## [WHAT YOU SHOULD DO]
Everything from the line with "Target: blue sky patch" to the last line of the listing must be retyped exactly, both ends included, with the pictures dropped.

## [DATASET RECORDS]

━━━━━━

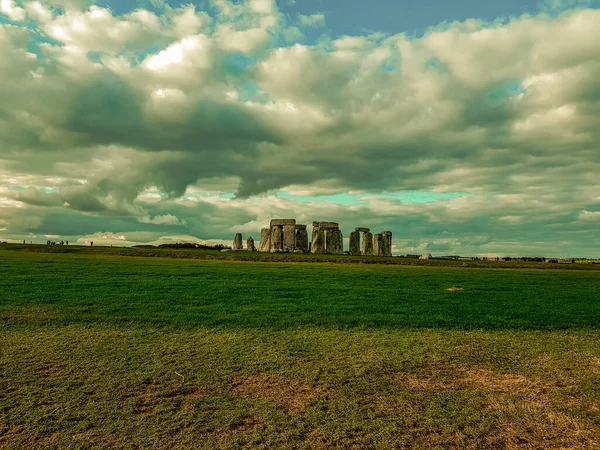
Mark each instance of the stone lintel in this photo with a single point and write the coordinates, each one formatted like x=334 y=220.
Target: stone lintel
x=282 y=222
x=332 y=225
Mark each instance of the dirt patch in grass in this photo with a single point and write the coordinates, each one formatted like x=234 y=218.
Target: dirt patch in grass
x=455 y=289
x=27 y=313
x=148 y=397
x=293 y=395
x=420 y=383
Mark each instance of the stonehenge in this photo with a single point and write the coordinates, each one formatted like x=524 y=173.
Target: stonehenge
x=301 y=238
x=285 y=235
x=354 y=243
x=237 y=242
x=265 y=240
x=377 y=245
x=367 y=243
x=327 y=238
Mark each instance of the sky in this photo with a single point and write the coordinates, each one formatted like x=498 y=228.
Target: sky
x=464 y=127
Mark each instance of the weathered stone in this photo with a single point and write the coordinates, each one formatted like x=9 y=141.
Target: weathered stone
x=289 y=238
x=334 y=242
x=387 y=243
x=378 y=245
x=318 y=241
x=368 y=244
x=302 y=240
x=354 y=245
x=265 y=240
x=324 y=225
x=282 y=222
x=237 y=242
x=276 y=238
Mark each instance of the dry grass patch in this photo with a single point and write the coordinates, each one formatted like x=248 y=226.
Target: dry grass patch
x=529 y=412
x=293 y=395
x=454 y=289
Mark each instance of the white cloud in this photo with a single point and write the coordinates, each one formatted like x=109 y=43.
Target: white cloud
x=313 y=20
x=14 y=12
x=154 y=111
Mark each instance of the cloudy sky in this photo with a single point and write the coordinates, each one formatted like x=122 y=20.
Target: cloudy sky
x=469 y=129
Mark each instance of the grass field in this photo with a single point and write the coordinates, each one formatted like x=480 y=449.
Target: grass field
x=99 y=350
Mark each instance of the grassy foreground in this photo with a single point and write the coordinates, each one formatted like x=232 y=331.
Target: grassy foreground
x=100 y=350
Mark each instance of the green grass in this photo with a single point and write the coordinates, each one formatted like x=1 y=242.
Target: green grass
x=102 y=350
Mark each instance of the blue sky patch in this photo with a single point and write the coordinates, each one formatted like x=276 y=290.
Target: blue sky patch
x=506 y=90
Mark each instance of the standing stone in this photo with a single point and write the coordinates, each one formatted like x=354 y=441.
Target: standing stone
x=318 y=241
x=378 y=245
x=368 y=244
x=302 y=238
x=354 y=245
x=289 y=238
x=237 y=242
x=387 y=243
x=335 y=242
x=265 y=240
x=276 y=238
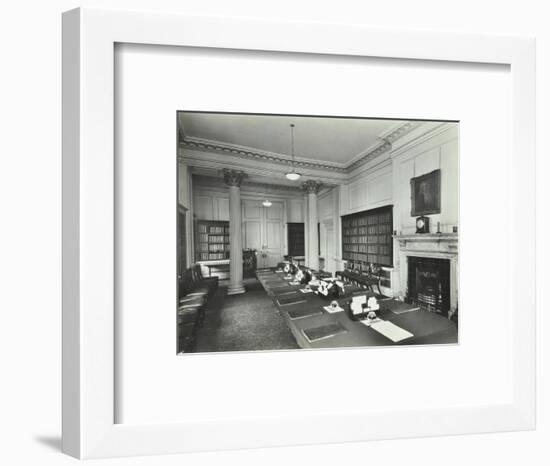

━━━━━━

## [RESULT OF THIS TASK]
Target: blue sky patch
x=506 y=90
Mark each instance of the standing stone in this photo with a single point and write the coordinates, each one formatted like x=354 y=441.
Target: standing stone
x=318 y=241
x=378 y=245
x=368 y=244
x=302 y=238
x=354 y=245
x=289 y=238
x=237 y=242
x=387 y=243
x=335 y=242
x=265 y=240
x=276 y=238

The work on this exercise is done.